**TEXT TO READ**
** START **
4 Ways to Make Special Needs Parenting Mistakes Worth It
In today’s guest post, Laurie Wallin addresses a topic common to all parents, not just parents of kids with special needs. What do parents do when they make mistakes? She suggests four positive ways to respond to special needs parenting mistakes so they become learning experiences. Here’s her advice on how to take your lemons and make them into lemonade.
4 Ways to Make Special Needs Parenting Mistakes
Worth It
It’s winter. Which means rain in our drought-prone city. It never fails that as the first raindrops fall, the whole city forgets how to drive and whines about weather as we stand in supermarket check-out lines.
Changes in routine like this can lead to some pretty silly mistakes. Like choosing to go running when it looks like the rain has stopped (but we wouldn’t really know how to confirm this since we’re a city of rain morons).
My favorite place to run is a nearby lake. It’s inspiring, refreshing, and the perfect distance around. Dog and I run while my daughter rides her bike around the lake each weekend. It’s a great time together. I thought the only thing bad about running the lake was the gnats. Turns out that is not true. But I did learn a few things:
- Dogs don’t like rain dumping from the sky.
- Or being bombarded with 1/2 inch hail stones
- Or running around a lake with no shelter when 1 or 2 happens
- And neither do 8-year-old daughters, who have post traumatic stress issues from early life in foster care.
Oops.
Yours might not be weather-related blunders, but we all make mistakes. Some are minor, irritating, and transitory. Others are devastating to ourselves or those we love. In the midst of those moments, how will we handle our mistakes?
Face Them
Take responsibility for whatever you’ve done. Otherwise one mistake automatically becomes two. When we take responsibility for our choices and actions, we demonstrate wisdom and have more opportunities to reconnect with whomever we’ve affected. It also saves us time, because when we face our mistakes, we can more quickly make things right instead of floundering in denial. And, even better, when we’re honest with ourselves, we can more easily avoid making the same mistakes later.
Learn from Them
Mistakes are great teachers. In fact, many brilliant people staunchly believe we learn more from them than from our successes in life! What are the mistakes you’ve made recently trying to teach you? How can you grow in that knowledge? What will you do differently next time? And be careful of thoughts that SEEM like learning, but really represent shutting down to people and opportunities in the future. Things like “I learned never to trust people again.” That kind of “learning” will just lead to many more mistakes over time!
** END **
**Entries for pointing and labeling**
** START **
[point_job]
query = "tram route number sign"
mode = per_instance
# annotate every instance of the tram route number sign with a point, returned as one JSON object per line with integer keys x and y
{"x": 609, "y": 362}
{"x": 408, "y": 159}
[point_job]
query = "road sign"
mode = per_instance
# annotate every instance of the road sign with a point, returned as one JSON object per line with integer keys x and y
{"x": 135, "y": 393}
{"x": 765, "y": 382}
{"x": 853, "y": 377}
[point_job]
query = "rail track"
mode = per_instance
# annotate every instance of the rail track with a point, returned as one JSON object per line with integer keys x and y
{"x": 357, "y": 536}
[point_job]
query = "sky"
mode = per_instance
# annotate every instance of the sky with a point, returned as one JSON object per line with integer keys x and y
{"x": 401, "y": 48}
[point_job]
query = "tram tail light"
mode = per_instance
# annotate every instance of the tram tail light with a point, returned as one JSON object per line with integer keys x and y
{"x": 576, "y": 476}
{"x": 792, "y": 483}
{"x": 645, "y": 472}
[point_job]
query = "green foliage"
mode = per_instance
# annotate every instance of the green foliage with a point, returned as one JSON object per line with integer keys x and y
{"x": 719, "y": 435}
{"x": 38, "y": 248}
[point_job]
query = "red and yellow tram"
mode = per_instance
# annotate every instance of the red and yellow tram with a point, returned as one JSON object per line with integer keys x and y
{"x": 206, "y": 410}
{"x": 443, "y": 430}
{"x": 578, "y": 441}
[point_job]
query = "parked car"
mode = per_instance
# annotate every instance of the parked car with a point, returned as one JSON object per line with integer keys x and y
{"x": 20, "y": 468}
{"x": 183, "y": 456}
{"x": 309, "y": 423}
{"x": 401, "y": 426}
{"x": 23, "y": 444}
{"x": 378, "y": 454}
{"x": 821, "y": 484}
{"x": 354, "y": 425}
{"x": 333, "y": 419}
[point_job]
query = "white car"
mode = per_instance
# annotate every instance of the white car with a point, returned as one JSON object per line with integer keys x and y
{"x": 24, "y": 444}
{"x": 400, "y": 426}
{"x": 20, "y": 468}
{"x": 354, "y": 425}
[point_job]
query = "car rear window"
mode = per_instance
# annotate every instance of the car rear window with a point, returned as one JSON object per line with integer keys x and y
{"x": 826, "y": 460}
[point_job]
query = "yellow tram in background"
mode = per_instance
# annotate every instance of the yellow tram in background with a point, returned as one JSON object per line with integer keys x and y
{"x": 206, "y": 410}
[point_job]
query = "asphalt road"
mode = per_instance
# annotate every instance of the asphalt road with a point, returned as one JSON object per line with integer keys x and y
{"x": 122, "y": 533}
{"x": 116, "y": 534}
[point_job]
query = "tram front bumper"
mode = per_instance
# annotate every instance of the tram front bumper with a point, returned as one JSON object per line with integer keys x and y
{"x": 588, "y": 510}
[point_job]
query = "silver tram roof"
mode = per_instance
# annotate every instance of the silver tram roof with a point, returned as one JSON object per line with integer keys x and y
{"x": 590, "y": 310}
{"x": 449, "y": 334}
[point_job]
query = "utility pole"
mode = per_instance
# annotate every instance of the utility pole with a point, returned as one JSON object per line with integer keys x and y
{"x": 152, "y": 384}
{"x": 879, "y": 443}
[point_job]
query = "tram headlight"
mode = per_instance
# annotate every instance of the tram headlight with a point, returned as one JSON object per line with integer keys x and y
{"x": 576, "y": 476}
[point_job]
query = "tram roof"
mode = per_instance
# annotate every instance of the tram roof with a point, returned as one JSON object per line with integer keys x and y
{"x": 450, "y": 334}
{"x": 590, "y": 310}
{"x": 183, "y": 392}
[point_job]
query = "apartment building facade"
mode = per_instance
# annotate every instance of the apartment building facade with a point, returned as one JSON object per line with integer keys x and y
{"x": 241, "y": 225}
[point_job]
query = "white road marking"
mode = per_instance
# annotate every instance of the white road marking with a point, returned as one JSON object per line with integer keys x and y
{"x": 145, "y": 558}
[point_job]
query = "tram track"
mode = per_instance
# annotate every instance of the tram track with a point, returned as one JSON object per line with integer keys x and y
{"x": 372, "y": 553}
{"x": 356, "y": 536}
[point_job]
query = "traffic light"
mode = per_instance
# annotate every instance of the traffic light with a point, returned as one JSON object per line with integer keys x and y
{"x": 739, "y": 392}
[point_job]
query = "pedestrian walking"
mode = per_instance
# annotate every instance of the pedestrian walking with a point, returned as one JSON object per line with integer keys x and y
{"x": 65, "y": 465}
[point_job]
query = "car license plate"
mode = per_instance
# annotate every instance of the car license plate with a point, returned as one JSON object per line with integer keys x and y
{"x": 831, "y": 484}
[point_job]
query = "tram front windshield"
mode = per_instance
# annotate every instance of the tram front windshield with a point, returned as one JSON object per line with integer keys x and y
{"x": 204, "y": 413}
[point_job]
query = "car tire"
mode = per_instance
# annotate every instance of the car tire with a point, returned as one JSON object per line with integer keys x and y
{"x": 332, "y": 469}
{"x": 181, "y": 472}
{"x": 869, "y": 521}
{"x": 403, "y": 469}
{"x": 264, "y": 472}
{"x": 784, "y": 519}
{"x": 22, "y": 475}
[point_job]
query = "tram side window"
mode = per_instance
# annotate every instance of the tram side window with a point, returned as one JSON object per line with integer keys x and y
** END **
**WHAT THE EXERCISE ASKS**
Return the passage of the post on special needs parenting mistakes from "My favorite place" up to and including "from the sky.".

**SOLUTION FOR THIS TASK**
My favorite place to run is a nearby lake. It’s inspiring, refreshing, and the perfect distance around. Dog and I run while my daughter rides her bike around the lake each weekend. It’s a great time together. I thought the only thing bad about running the lake was the gnats. Turns out that is not true. But I did learn a few things:
- Dogs don’t like rain dumping from the sky.